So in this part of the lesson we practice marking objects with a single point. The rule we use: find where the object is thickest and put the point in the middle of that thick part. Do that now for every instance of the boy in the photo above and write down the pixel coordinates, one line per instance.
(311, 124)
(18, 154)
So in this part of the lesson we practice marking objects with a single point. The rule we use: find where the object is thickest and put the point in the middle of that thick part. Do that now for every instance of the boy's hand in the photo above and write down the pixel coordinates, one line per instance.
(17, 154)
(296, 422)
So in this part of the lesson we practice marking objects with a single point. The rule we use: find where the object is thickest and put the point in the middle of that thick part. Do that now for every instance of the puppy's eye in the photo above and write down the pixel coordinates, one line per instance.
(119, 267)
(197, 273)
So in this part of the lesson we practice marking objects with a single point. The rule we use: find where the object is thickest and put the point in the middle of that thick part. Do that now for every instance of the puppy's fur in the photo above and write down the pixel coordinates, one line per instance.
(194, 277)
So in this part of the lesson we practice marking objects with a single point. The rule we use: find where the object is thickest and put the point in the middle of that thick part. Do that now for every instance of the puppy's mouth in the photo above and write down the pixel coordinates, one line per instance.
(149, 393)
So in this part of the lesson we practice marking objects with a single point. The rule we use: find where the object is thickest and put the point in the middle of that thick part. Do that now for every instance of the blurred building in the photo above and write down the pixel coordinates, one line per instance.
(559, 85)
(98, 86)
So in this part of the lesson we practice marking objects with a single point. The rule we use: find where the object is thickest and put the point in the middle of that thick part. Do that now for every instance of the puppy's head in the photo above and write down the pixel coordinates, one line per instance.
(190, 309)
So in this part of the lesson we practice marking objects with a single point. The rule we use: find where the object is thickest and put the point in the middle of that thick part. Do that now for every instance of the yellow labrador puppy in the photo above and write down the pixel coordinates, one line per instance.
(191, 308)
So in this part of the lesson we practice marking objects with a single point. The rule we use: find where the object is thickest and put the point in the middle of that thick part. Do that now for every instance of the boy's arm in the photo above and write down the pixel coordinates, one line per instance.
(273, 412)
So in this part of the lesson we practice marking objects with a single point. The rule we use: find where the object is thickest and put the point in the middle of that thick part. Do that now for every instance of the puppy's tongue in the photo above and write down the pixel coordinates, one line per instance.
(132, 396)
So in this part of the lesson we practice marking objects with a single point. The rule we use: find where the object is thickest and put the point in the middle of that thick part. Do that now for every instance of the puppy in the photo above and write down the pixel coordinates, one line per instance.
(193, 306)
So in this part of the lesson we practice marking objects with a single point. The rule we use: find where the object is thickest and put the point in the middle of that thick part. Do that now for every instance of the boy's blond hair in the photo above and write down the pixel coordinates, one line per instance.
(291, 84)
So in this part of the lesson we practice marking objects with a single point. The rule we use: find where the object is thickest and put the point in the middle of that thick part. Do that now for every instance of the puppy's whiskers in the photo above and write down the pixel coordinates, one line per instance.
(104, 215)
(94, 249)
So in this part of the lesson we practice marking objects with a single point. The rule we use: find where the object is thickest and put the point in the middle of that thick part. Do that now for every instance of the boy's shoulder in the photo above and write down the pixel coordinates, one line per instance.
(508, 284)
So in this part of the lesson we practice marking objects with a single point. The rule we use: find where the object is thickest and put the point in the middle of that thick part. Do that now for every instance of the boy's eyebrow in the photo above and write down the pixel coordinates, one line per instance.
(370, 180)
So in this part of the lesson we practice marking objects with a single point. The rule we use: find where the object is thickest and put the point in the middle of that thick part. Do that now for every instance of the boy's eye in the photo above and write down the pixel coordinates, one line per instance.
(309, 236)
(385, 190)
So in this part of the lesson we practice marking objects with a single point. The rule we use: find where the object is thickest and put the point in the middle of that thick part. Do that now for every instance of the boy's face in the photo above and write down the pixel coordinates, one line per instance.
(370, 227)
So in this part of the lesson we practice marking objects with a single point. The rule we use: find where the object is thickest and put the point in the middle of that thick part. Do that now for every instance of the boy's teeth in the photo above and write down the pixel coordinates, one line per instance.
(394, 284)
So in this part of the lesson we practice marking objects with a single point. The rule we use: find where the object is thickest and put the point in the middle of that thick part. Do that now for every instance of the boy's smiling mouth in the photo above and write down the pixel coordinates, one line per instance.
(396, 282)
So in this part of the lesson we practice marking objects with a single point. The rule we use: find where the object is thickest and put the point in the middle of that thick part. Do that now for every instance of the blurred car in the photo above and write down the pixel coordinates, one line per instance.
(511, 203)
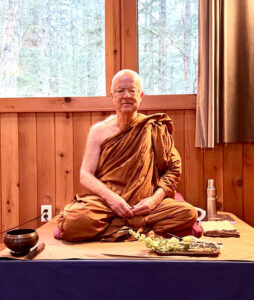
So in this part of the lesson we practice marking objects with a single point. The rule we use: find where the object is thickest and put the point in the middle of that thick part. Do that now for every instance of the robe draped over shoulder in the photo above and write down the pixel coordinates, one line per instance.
(140, 158)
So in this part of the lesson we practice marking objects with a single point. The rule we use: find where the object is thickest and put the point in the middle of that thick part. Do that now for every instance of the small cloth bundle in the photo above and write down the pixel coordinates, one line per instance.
(219, 229)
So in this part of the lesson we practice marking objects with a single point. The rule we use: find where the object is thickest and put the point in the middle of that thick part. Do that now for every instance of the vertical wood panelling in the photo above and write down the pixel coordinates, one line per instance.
(233, 179)
(99, 116)
(193, 164)
(46, 164)
(81, 125)
(42, 154)
(27, 169)
(213, 169)
(64, 159)
(10, 170)
(178, 130)
(129, 45)
(248, 183)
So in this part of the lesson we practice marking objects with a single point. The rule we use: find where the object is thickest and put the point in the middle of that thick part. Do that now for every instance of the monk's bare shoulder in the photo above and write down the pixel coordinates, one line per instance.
(102, 130)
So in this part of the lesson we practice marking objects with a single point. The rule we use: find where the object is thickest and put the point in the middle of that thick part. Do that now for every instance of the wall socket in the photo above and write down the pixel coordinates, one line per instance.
(48, 213)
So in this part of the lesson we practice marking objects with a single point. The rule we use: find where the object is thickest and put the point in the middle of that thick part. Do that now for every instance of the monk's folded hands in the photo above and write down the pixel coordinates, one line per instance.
(145, 206)
(120, 206)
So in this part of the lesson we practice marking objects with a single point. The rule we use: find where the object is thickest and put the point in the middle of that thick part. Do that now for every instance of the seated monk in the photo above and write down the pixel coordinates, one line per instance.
(130, 169)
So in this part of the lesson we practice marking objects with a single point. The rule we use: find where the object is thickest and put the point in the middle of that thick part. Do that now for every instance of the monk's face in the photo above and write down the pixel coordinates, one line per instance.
(127, 93)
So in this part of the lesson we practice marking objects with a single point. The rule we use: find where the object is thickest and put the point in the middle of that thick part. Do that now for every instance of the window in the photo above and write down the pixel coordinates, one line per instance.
(52, 48)
(168, 45)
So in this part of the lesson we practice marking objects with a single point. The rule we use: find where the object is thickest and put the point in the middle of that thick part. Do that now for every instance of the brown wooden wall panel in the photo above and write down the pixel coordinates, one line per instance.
(193, 164)
(46, 161)
(248, 183)
(43, 152)
(98, 116)
(213, 169)
(233, 179)
(9, 170)
(64, 159)
(81, 125)
(27, 169)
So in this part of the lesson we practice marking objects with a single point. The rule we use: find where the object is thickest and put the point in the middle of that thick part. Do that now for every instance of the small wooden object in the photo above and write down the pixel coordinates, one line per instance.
(35, 251)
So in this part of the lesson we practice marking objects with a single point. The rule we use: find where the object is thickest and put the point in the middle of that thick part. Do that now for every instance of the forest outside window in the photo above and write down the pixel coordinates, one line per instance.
(52, 48)
(168, 46)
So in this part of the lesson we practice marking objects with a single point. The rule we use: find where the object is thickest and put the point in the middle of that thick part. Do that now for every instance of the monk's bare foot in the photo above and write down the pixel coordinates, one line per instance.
(57, 234)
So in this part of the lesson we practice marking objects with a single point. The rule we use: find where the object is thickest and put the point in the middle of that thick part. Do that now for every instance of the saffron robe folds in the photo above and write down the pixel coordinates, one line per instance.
(132, 163)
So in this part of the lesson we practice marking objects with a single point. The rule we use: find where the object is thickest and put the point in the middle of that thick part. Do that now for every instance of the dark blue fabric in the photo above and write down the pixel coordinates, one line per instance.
(126, 279)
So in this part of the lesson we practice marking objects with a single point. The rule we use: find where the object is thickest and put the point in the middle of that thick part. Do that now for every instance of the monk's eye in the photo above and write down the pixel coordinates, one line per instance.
(119, 91)
(132, 91)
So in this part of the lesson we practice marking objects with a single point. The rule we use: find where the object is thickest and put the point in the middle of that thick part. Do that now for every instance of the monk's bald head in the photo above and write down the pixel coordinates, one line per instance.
(130, 73)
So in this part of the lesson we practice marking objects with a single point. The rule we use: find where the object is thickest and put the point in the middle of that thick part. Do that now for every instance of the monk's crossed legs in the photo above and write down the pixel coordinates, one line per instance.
(92, 218)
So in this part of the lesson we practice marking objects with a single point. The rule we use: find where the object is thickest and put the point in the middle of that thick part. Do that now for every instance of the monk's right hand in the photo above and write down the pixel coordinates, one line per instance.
(120, 207)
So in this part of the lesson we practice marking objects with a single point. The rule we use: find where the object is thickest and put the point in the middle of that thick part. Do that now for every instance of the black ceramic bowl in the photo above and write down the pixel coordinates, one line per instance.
(20, 241)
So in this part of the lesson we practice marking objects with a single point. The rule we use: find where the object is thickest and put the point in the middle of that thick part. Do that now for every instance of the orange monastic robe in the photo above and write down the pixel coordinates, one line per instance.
(133, 163)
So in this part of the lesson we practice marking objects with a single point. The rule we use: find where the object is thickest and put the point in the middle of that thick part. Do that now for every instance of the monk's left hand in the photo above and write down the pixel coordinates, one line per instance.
(145, 206)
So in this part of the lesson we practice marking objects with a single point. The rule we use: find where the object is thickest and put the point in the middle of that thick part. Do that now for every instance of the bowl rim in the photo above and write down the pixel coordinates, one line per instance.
(22, 235)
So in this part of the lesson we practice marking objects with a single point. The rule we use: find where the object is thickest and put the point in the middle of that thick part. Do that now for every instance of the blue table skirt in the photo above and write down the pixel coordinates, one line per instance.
(126, 279)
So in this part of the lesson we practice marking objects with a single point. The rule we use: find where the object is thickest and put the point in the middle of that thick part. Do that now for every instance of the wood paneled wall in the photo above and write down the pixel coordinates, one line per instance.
(41, 154)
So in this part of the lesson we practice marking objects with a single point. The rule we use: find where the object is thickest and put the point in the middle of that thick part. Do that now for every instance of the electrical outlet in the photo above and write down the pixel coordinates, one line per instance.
(48, 213)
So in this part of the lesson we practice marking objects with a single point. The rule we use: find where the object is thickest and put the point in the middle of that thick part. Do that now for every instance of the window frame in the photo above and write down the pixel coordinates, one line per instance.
(121, 51)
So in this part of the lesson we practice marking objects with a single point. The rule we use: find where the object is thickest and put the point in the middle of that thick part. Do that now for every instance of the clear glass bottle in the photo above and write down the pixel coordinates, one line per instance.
(211, 199)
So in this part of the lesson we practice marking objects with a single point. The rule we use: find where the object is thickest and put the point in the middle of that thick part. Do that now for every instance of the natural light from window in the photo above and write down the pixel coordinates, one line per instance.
(52, 48)
(168, 46)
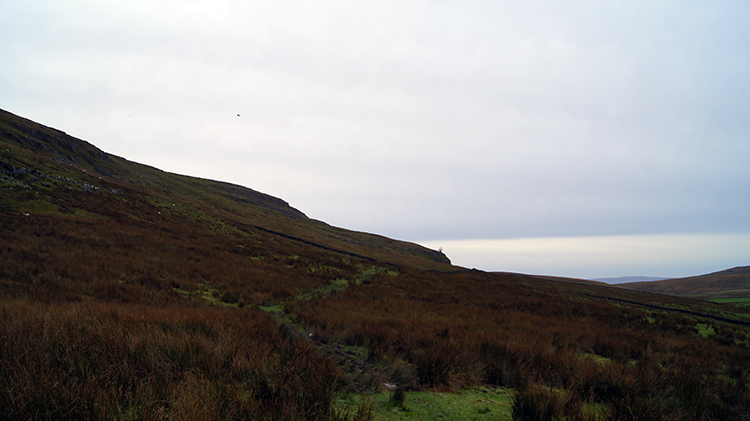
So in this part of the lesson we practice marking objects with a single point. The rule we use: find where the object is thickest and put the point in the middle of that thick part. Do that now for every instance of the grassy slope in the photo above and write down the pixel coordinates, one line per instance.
(93, 246)
(50, 157)
(729, 286)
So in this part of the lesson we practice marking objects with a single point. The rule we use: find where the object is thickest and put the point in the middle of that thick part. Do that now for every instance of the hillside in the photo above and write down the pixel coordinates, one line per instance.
(731, 286)
(131, 293)
(43, 161)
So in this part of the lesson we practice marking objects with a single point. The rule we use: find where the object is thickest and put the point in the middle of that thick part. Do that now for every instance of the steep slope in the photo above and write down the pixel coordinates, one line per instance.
(130, 293)
(728, 286)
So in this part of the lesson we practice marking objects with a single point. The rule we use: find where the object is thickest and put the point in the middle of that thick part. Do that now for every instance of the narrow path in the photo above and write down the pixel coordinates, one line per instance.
(361, 374)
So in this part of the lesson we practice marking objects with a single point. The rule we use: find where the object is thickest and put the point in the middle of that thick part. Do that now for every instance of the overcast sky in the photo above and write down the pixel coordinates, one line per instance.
(428, 121)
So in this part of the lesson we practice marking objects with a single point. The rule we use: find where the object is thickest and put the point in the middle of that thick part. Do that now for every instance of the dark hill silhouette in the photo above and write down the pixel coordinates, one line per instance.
(731, 286)
(127, 292)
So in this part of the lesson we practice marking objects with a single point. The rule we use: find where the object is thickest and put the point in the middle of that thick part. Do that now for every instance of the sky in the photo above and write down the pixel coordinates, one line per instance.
(584, 139)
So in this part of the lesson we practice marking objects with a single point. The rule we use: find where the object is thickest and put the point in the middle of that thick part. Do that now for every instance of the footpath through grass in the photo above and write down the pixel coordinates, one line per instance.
(471, 404)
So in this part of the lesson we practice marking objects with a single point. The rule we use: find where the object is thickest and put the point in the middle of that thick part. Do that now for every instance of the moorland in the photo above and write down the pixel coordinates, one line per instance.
(130, 293)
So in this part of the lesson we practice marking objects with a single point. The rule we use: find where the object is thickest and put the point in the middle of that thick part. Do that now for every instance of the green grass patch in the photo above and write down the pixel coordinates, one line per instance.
(471, 404)
(705, 330)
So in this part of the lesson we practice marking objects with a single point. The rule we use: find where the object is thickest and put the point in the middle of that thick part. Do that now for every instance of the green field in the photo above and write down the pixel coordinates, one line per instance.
(471, 404)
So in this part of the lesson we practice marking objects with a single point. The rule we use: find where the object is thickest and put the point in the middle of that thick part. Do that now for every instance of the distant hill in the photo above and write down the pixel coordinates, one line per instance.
(127, 292)
(624, 279)
(731, 286)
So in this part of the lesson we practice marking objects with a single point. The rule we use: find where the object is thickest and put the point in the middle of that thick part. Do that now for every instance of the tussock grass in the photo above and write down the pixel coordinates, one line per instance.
(97, 361)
========================
▸ **Aim**: Print exactly the lines above, starting at the line that contains "the green field" and ending with the last line of the records, both included.

▸ **Result for this exercise**:
So in this part of the lesson we practice marking objects with a single point. The rule we use: find where the object is thickest and put the point in the middle of that thick part. Do that now for every instance of the green field in the photo above and write down the pixel coordinates, one line per instance.
(471, 404)
So in this part of the lesson we practice marking objects with a single point. The rule we use: find where the object is thickest and put the point in the middle of that thick part. Do that now for every instance of the distant hill in the photo above and write down the pixel coordinates, one line per instance.
(127, 292)
(624, 279)
(731, 286)
So in this part of the lesson we practice marking objects with a single point. The rule we use: find where the object is thickest and put the point in the middle of that thick part. Do that now for every instance of the tussock grass in the photo above and write down the pixel coordinates, one line per instance.
(97, 361)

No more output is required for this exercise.